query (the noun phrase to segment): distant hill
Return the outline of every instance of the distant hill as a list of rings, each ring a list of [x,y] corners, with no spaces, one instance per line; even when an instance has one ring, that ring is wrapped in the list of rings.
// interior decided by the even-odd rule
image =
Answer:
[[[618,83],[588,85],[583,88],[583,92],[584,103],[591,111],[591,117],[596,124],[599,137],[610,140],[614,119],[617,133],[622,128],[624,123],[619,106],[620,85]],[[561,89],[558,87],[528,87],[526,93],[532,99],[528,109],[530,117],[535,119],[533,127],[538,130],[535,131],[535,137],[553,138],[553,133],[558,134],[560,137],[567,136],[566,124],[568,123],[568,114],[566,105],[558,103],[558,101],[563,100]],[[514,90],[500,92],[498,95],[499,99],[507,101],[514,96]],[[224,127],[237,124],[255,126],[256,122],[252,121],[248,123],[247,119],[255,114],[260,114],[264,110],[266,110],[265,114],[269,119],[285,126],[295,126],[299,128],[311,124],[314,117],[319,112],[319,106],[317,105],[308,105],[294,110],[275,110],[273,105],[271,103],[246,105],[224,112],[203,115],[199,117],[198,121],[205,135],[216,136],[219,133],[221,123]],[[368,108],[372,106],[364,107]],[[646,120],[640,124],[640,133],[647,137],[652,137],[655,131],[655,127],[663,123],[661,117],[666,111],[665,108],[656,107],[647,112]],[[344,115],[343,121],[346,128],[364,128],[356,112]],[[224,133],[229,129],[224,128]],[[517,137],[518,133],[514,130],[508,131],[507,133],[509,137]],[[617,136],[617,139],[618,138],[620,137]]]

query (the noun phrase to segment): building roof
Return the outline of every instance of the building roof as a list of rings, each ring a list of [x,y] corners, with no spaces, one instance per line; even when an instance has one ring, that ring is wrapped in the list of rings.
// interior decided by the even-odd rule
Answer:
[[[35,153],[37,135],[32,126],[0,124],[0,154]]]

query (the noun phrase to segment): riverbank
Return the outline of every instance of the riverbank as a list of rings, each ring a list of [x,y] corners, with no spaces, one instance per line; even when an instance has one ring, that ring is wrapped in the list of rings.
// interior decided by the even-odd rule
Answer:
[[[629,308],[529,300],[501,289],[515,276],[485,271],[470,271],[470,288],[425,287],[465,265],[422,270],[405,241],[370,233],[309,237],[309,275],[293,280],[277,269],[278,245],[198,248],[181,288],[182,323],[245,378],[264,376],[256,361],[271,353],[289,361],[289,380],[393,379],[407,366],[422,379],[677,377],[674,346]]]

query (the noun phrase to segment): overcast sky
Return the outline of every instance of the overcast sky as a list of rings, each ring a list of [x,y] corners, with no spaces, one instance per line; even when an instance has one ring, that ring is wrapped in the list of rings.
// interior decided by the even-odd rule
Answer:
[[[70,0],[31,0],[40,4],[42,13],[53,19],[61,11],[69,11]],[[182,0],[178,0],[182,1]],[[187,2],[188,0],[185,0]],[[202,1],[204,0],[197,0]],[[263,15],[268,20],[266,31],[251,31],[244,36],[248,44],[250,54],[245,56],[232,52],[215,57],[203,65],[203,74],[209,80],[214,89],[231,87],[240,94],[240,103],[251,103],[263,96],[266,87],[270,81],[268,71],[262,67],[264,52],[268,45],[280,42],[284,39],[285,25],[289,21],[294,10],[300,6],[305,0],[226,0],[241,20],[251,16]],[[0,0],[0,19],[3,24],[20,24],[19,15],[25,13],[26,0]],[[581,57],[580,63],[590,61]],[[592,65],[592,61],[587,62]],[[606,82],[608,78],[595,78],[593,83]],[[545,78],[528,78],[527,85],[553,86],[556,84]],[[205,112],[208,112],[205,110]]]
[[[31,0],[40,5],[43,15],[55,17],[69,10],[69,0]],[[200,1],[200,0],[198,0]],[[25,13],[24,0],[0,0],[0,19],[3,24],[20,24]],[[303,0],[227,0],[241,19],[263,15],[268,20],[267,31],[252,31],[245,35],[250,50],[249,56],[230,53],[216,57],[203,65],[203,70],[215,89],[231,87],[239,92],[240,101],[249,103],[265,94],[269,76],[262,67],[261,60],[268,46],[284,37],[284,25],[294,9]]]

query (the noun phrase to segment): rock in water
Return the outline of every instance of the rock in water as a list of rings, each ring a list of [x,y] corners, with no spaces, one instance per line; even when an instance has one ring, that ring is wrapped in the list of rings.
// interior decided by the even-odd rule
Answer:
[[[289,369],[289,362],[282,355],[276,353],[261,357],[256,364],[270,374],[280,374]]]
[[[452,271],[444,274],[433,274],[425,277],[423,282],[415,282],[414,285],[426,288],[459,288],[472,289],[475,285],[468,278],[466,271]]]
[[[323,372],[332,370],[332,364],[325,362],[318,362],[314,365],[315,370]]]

========================

§ **Given exercise**:
Lay out every line of the rows above as a numbered list, dropping the blank lines.

§ **Output below**:
1. query (the noun phrase to segment): distant hill
2. Return the outline of every instance of the distant hill as a list of rings, each ring a list of [x,y] corners, with no spaces, one instance per line; even when an instance has one ring, that ring is wrapped in the list of rings.
3. // interior decided by the even-odd rule
4. image =
5. Answer:
6. [[[618,83],[588,85],[583,88],[583,92],[584,103],[591,111],[591,117],[596,124],[599,137],[610,140],[614,119],[617,133],[622,128],[624,123],[619,106],[620,85]],[[561,89],[558,87],[528,87],[526,93],[532,99],[528,109],[530,117],[535,119],[533,127],[538,130],[535,131],[535,137],[553,138],[553,133],[558,134],[560,137],[567,136],[566,124],[568,123],[568,114],[566,105],[558,103],[558,101],[563,100]],[[514,90],[500,92],[498,95],[499,99],[507,101],[514,96]],[[224,127],[237,124],[255,126],[256,122],[252,121],[248,123],[247,119],[255,114],[260,114],[264,110],[266,110],[265,114],[269,119],[285,126],[295,126],[299,128],[311,124],[314,117],[319,112],[319,106],[317,105],[308,105],[294,110],[275,110],[273,105],[271,103],[246,105],[224,112],[203,115],[199,117],[198,121],[205,135],[216,136],[219,133],[221,123]],[[368,108],[372,106],[364,107]],[[646,120],[640,124],[640,133],[647,137],[652,137],[655,131],[655,127],[663,123],[661,117],[666,111],[665,108],[656,107],[647,112]],[[344,115],[343,121],[346,128],[364,128],[356,112]],[[224,133],[229,129],[224,128]],[[517,137],[518,133],[514,130],[508,131],[507,133],[509,137]],[[617,136],[617,139],[618,138],[620,137]]]
7. query (the noun phrase to segment): building roof
8. Return the outline of every instance of the building roof as a list of rings, each ring a list of [x,y] corners, with no spaces, one instance per line; even when an instance has one ring, that ring is wrapped in the list of rings.
9. // interior decided by the even-odd rule
10. Answer:
11. [[[35,153],[37,135],[32,126],[0,124],[0,154]]]
12. query (the noun phrase to segment): riverbank
13. Return the outline of every instance of the riverbank as a list of rings, each ring a list of [x,y] corners, with no spaces, one instance per line; even when an instance has one ring, that ring is wrapped in the list of rings.
14. // interior decided by the even-odd rule
15. Answer:
16. [[[629,308],[529,300],[501,289],[515,276],[485,271],[470,271],[470,288],[425,287],[465,265],[422,270],[405,241],[370,233],[309,237],[309,275],[293,280],[277,269],[278,245],[198,248],[181,288],[182,323],[245,378],[264,376],[256,361],[271,353],[289,361],[289,380],[393,379],[407,366],[422,379],[677,377],[674,346]]]
17. query (the noun phrase to segment): overcast sky
18. Return the outline of every instance of the overcast sky as a list of rings, each ring a list of [x,y] corners, with no spaces, one instance per line; even when an instance has one ring, that ring is wrapped in the list of rings.
19. // interior decided by the even-odd rule
20. Answer:
21. [[[70,0],[31,0],[40,4],[42,13],[53,19],[61,11],[69,11]],[[182,0],[178,0],[182,1]],[[187,2],[188,0],[185,0]],[[202,1],[204,0],[197,0]],[[263,15],[268,20],[266,31],[251,31],[244,36],[248,44],[250,54],[245,56],[232,52],[215,57],[203,65],[203,74],[209,80],[214,89],[231,87],[240,94],[240,103],[251,103],[263,96],[266,87],[270,81],[268,71],[262,67],[264,52],[268,45],[280,42],[284,39],[285,25],[289,21],[294,10],[300,6],[305,0],[226,0],[241,20],[251,16]],[[0,0],[0,19],[3,24],[20,24],[19,15],[25,13],[26,0]],[[581,57],[580,63],[590,61]],[[592,65],[592,61],[587,62]],[[606,82],[608,78],[595,78],[593,83]],[[545,78],[528,78],[527,85],[553,86],[556,84]],[[205,112],[208,112],[205,110]]]
22. [[[31,0],[40,5],[43,15],[55,17],[69,10],[69,0]],[[200,1],[200,0],[198,0]],[[25,13],[24,0],[0,0],[0,19],[3,24],[20,24]],[[303,0],[227,0],[241,19],[263,15],[268,20],[267,31],[252,31],[245,35],[250,50],[249,56],[230,53],[216,57],[203,65],[203,70],[215,89],[231,87],[239,92],[240,101],[249,103],[265,94],[269,76],[262,67],[261,60],[268,46],[284,37],[284,25],[294,9]]]
23. query (the noun phrase to segment): rock in water
24. Return the outline of every instance of the rock in water as a list of rings, each ring a list of [x,y] corners, with no spaces, one instance per line; even when an instance has one ring, that ring is wrapped in the list of rings.
25. // interior decided by the even-odd rule
26. Answer:
27. [[[289,369],[289,362],[282,355],[276,353],[261,357],[256,364],[270,374],[280,374]]]
28. [[[452,271],[444,274],[433,274],[425,277],[423,282],[415,282],[414,285],[426,288],[459,288],[472,289],[475,285],[468,278],[466,271]]]
29. [[[323,372],[332,370],[332,364],[325,362],[318,362],[314,365],[315,370]]]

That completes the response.